Document passage:
═══

THE MUPPET CHRISTMAS CAROL

What do you get if you combine a much-loved story by the Victorian era’s most famous writer, with an ensemble cast of puppets and an Academy Award-winning actor? The Muppet Christmas Carol, of course! Charles Dickens’ 1843 short story about a grumpy old sinner who’s taught the error of his miserly ways by a trio of festive phantoms provides plenty of opportunity for the Muppets to peddle their absurdist style of comedy. Michael Caine, the Oscar-winning actor mentioned above, stays rock-steady as Ebenezer Scrooge amid the puppet-powered pandemonium.   


HOW THE GRINCH STOLE CHRISTMAS

Jim Carrey’s career was very much firing on all cylinders when he took the starring role in this Year 2000 big-screen adaptation of Dr Seuss’s classic story. The mean-minded, green-skinned Grinch lives at the top of a mountain overlooking Whoville, a town that certainly knows how to keep Christmas in style. Favouring isolation over living in the town - where he’d been brought up but bullied - the Grinch decides it’s high time he took his revenge on the citizens of Whoville - by stealing all of their presents, decorations and food while they’re asleep...


MIRACLE ON 34TH STREET

New York’s 34th Street has seen more than its fair share of Miracles down the years, but there’s no question that the two most popular ones happened in 1947 and 1994. Both versions have become perennial festive family favourites, with the original released just one year after that other classic Christmas cracker, It’s A Wonderful Life... When New York’s biggest department store finds itself short of a Santa, an old fella named Kris Kringle steps in to help out. So far, so good. But the store soon finds itself at the centre of controversy when the benign senior citizen claims that he is, in fact, the real Santa Claus... 


THE HOLIDAY

Bolstered by an all-star cast, Nancy Meyers’ 2006 romantic comedy has established itself as a modern-day Christmas classic and is considered by many to be essential yuletide viewing. The wafer-thin but effective storyline sees two thirtysomething singletons who’ve never met deciding to swap homes for Christmas, with Kate Winslet’s Iris Simpkins heading for LA and Cameron Diaz’s Amanda Woods travelling in the opposite direction to a cottage in the English countryside. Both women are recovering from heartbreak, but it isn’t long before each of them finds the gift of a new romance in their festive stocking...

═══

Objectives:
A. According to the Christmas film guide, which actor plays Ebenezer Scrooge in The Muppet Christmas Carol?
B. Carry on the Christmas film guide, picking up right after its entry on The Holiday.

═══

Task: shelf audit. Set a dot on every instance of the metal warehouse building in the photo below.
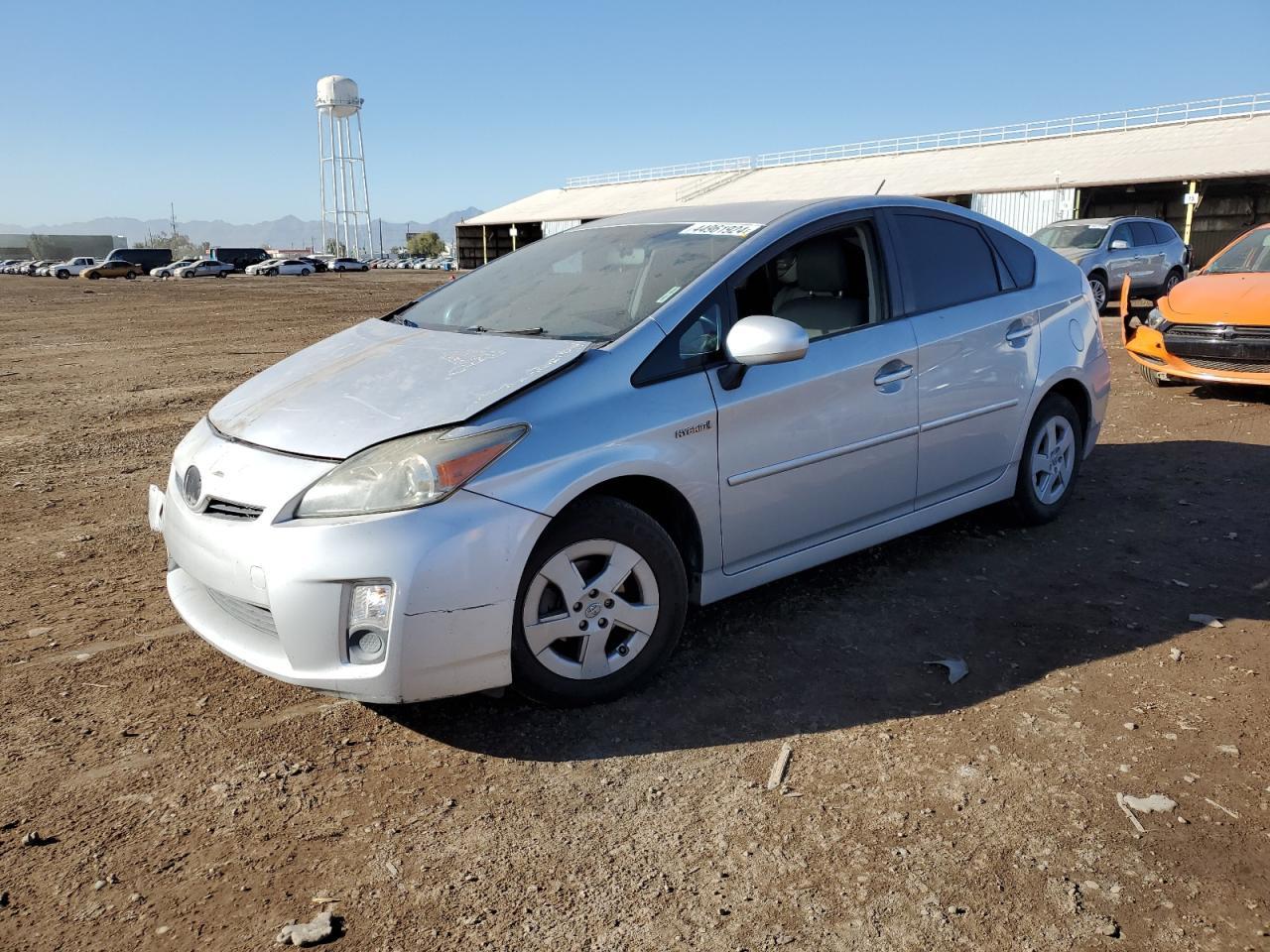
(1203, 167)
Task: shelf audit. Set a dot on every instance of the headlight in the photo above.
(405, 474)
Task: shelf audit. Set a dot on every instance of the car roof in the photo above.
(1111, 220)
(769, 212)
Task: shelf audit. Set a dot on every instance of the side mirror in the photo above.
(761, 339)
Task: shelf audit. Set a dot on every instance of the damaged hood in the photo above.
(380, 380)
(1222, 298)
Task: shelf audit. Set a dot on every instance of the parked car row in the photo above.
(444, 263)
(158, 263)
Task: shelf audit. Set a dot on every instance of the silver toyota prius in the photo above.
(529, 475)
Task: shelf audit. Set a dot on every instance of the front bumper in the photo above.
(273, 594)
(1203, 358)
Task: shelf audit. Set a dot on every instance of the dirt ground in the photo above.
(189, 802)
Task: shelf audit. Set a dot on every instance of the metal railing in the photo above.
(661, 172)
(1170, 114)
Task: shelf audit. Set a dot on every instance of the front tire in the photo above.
(1051, 461)
(1098, 286)
(599, 607)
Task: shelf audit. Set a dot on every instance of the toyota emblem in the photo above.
(191, 488)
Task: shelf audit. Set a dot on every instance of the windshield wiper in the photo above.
(522, 331)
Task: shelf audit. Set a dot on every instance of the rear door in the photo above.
(1120, 262)
(976, 347)
(1150, 264)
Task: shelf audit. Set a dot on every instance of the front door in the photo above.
(825, 445)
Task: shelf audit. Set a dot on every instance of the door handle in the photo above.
(893, 375)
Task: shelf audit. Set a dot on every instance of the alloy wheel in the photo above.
(1053, 460)
(590, 610)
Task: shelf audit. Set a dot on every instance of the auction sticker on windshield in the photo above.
(721, 227)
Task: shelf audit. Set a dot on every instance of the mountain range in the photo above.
(287, 231)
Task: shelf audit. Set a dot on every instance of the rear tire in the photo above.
(617, 567)
(1051, 461)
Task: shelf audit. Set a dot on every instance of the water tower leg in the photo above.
(321, 179)
(366, 193)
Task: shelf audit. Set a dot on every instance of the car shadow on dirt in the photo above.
(1156, 532)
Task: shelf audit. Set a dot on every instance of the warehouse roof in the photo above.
(1211, 148)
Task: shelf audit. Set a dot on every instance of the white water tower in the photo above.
(345, 216)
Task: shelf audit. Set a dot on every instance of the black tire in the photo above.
(1098, 286)
(1173, 280)
(1030, 508)
(603, 518)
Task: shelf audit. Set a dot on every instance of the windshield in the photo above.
(1072, 235)
(1250, 254)
(584, 285)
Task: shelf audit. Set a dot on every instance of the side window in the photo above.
(1020, 261)
(1121, 234)
(826, 284)
(944, 262)
(693, 345)
(1142, 234)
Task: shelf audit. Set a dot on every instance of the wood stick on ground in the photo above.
(779, 767)
(1138, 826)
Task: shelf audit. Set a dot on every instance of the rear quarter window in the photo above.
(1020, 261)
(1142, 234)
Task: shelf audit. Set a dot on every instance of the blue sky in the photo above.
(209, 105)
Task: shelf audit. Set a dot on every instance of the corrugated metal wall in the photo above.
(556, 227)
(1026, 211)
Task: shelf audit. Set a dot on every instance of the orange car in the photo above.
(1215, 325)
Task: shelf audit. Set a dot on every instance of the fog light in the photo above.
(370, 616)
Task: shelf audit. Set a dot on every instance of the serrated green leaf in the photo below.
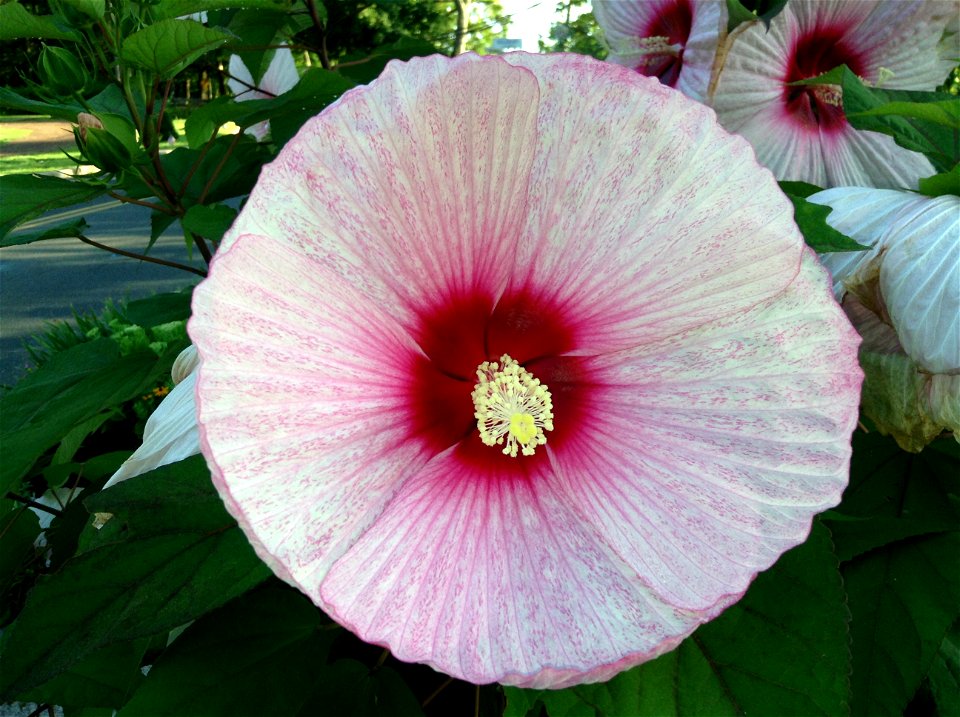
(892, 495)
(263, 653)
(902, 599)
(159, 309)
(351, 689)
(26, 196)
(764, 10)
(17, 22)
(943, 183)
(180, 8)
(71, 229)
(782, 650)
(945, 112)
(168, 46)
(811, 219)
(105, 678)
(209, 221)
(944, 676)
(68, 390)
(914, 130)
(18, 529)
(91, 8)
(170, 554)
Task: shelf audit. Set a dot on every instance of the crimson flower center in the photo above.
(664, 41)
(495, 373)
(818, 107)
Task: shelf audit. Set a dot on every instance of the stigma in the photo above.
(512, 408)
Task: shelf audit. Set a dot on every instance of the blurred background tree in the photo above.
(578, 32)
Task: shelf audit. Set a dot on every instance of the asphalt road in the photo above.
(46, 281)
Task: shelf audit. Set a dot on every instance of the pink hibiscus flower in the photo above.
(540, 255)
(673, 40)
(800, 132)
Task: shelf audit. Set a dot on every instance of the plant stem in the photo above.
(142, 257)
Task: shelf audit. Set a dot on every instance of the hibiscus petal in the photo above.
(864, 214)
(492, 578)
(889, 43)
(672, 166)
(423, 174)
(920, 282)
(737, 435)
(170, 434)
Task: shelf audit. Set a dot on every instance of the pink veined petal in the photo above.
(490, 578)
(170, 434)
(736, 439)
(669, 164)
(474, 176)
(920, 282)
(750, 99)
(625, 25)
(301, 417)
(864, 214)
(420, 177)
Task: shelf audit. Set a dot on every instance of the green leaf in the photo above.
(348, 688)
(91, 8)
(180, 8)
(168, 46)
(68, 390)
(893, 495)
(945, 112)
(170, 554)
(26, 196)
(105, 678)
(902, 599)
(263, 653)
(209, 221)
(70, 229)
(16, 22)
(18, 529)
(944, 676)
(764, 10)
(159, 309)
(920, 130)
(811, 218)
(782, 650)
(316, 89)
(943, 183)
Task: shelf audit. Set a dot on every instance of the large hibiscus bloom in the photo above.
(556, 249)
(672, 40)
(800, 132)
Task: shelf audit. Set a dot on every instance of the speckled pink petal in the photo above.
(301, 403)
(708, 453)
(491, 578)
(611, 211)
(626, 23)
(417, 184)
(688, 260)
(893, 44)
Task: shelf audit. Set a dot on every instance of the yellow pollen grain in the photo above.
(512, 408)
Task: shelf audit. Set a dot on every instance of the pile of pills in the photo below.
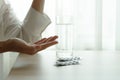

═══

Results for the exercise:
A. Michael Caine

B.
THE POLAR EXPRESS

Listed in the 2006 Guinness Book of Records as the world’s ‘first all-digital capture’ film, The Polar Express stars Tom Hanks in a variety of roles and follows the story of a young boy who’s starting to wonder whether Santa Claus really exists. On Christmas Eve he sees a mysterious steam locomotive outside his bedroom window. But this is no ordinary train; this one is transporting its passengers to the North Pole for a meeting with the man himself. The boy is invited on board the locomotive and the adventure begins...


NATIVITY!

You’ve seen the musical (or if you haven’t, book yourself a ticket at the Birmingham Rep, where it’s running across the festive season), now check out the original film! Midlands writer Debbie Isitt’s movie was the surprise Christmas hit of 2009, bringing together an impressive cast of big-name performers and, in due course of time, spawning three sequels. Set in Coventry and partially improvised, the film follows the attempts of St Bernadette’s Catholic primary school to pick up the prize for the best nativity play. But things threaten to spiral out of control when the teacher in charge of the production tells a big fat festive lie...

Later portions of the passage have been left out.